:: Dataset records ::
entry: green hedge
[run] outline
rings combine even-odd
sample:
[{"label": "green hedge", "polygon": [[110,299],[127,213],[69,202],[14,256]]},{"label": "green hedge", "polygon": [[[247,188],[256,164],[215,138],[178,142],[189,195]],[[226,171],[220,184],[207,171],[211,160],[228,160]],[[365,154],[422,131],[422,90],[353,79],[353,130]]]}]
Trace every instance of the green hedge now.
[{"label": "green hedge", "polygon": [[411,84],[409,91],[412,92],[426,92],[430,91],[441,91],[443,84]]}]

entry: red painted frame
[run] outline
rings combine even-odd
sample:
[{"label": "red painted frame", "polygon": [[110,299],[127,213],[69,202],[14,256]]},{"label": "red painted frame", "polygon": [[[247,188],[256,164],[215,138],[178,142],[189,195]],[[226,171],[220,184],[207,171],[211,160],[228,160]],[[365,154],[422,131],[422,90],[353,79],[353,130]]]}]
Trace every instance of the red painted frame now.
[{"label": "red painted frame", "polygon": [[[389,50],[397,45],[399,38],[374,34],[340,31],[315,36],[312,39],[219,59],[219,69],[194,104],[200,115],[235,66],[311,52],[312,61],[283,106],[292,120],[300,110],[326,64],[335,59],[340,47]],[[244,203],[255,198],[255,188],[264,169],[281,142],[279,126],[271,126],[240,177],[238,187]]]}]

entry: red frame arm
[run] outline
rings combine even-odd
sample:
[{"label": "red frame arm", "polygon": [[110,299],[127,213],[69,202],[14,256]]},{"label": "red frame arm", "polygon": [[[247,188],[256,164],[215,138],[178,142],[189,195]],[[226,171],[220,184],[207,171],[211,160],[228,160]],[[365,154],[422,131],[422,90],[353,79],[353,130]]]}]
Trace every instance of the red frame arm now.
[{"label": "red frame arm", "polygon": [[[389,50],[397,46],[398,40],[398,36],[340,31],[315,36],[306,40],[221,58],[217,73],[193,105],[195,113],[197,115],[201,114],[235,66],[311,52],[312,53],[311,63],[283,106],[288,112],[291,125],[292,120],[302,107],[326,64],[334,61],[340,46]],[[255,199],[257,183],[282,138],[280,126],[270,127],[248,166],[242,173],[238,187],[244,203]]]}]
:::
Exercise aim: Convert the rows above into a JSON list of strings, with each line as its own string and blank lines omitted.

Answer for this exercise:
[
  "entry: green hedge",
  "[run] outline",
  "rings combine even-odd",
  "sample:",
  "[{\"label\": \"green hedge\", \"polygon\": [[110,299],[127,213],[69,202],[14,256]]},{\"label\": \"green hedge\", \"polygon\": [[[247,188],[256,164],[215,138],[178,142],[189,195]],[[226,171],[220,184],[207,171],[211,160],[228,160]],[[365,154],[422,131],[422,90],[353,79],[353,130]]]}]",
  "Trace every instance of the green hedge now.",
  "[{\"label\": \"green hedge\", \"polygon\": [[411,84],[409,91],[412,92],[426,92],[430,91],[441,91],[443,84]]}]",
  "entry: red painted frame",
  "[run] outline",
  "rings combine even-odd",
  "sample:",
  "[{\"label\": \"red painted frame\", \"polygon\": [[110,299],[127,213],[69,202],[14,256]]},{\"label\": \"red painted frame\", \"polygon\": [[[247,188],[256,164],[215,138],[178,142],[189,195]],[[226,171],[220,184],[207,171],[211,160],[228,160]],[[365,154],[422,131],[422,90],[353,79],[353,130]]]}]",
  "Trace every instance of the red painted frame now.",
  "[{\"label\": \"red painted frame\", \"polygon\": [[[389,50],[397,45],[399,38],[374,34],[340,31],[315,36],[312,39],[219,59],[219,69],[194,104],[200,115],[235,66],[311,52],[312,61],[283,106],[292,120],[300,110],[326,64],[335,59],[340,47]],[[244,203],[255,198],[255,188],[264,169],[281,142],[279,126],[271,126],[240,177],[238,187]]]}]",
  "entry: red frame arm",
  "[run] outline",
  "rings combine even-odd",
  "sample:",
  "[{\"label\": \"red frame arm\", \"polygon\": [[110,299],[127,213],[69,202],[14,256]]},{\"label\": \"red frame arm\", \"polygon\": [[[247,188],[256,164],[215,138],[178,142],[189,195]],[[226,171],[220,184],[207,171],[211,160],[228,160]],[[365,154],[422,131],[422,90],[353,79],[353,130]]]}]",
  "Trace every instance of the red frame arm now.",
  "[{\"label\": \"red frame arm\", \"polygon\": [[[389,50],[397,46],[398,40],[398,36],[340,31],[315,36],[306,40],[221,58],[217,73],[193,105],[195,113],[197,115],[201,114],[235,66],[311,52],[312,53],[311,63],[283,106],[288,112],[291,125],[292,120],[302,107],[326,64],[334,61],[340,46]],[[255,199],[257,183],[282,138],[280,126],[270,127],[248,166],[242,173],[238,187],[244,203]]]}]"
]